Problems:
1. Translate this sentence from the forum thread on large datasets below into Spanish: "The second method I'd considered was overwriting an array."
2. Write a continuation of the forum thread on large datasets, picking up right after its final sentence.

Selected text:
Here are the slides from today on large datasets, I hope it gave some useful ideas. You can view the speaker notes using the options button on google drive at https://docs.google.com/presentation/d/18aS8gXcMtLelJmKy_FTYs9t-dNq8o1v5LqxylvQegmQ/pub?start=false&..., I've made them user friendly!
www.wiresmithtech.com/blog - I will be putting this there as well and hope to post some information on what I find with MongoDB when I do.
http://rob-bell.net/2009/06/a-beginners-guide-to-big-o-notation/ - big O notation beginners guide
http://bigocheatsheet.com/ - an example of the scalability of some common CS algorithms.
https://www.coursera.org/course/algs4partI - This is the algorithms course I started on line. It's quite involved and requires some Java use! I'm unaware about whether there may be others in different algorithms.
Hi James, thank you for the presentation, it was an interesting sample case very similar to a project that PTP had just develloped for my old company.
One thing I have since been wondering, is the method for storing the rolling data. The Lossy enqueue seems to be the simplest method (in terms of coding). The second method I'd considered was overwriting an array.
In my early days of LabVIEW I had written something that inserted an element on to an array, and then deleted the first element, but this quickly consumed RAM, my assumption was that the RAM storing elements that had been deleted wasn't being released, so the array was effectively traveling through memory leaving a path of unusable memory behind it. I'm a little concerned that the lossy enqeue may do something similar in terms of memory usage?

Data excerpt:

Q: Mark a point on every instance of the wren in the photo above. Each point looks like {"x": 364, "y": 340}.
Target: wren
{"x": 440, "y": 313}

Answers below:
1. El segundo método que había considerado era sobrescribir un array.

2.
Hi James, Thanks for the presentation. As the initial proposer of the session I was interested to see what you would present and it was quite interesting.
One of the things I'm looking at and have an interest in an API for storing and retrieving data in my application - essentially having 'data' coming from multiple sources (e.g. DAQ, CAN). This is something that was previously attempted by another developer using variant attributes and DVRs but it lacked some of the features I needed that would have made it reusable.
This is kind of what I've got so far:
The idea is that my user interface and periodic logging can use this API to access the data.
The way it works under the hood is by storing a variant in a DVR with the DVR reference held in an FGV. My 'data' is stored as variant attributes to allow fast lookups based on the name of the data (e.g. a CAN signal name or sensor/actuator name).
In the implementation I'm basing this on, the actual data itself is stored as a variant in a DVR and the DVR reference is stored in the main variant (so you have a variant with variant attributes that are DVRs to variants - wow that's confusing!). I'm not sure if that is overkill or if it's needed to stop the main variant from growing too large or causing lots of unnecessary memory allocations.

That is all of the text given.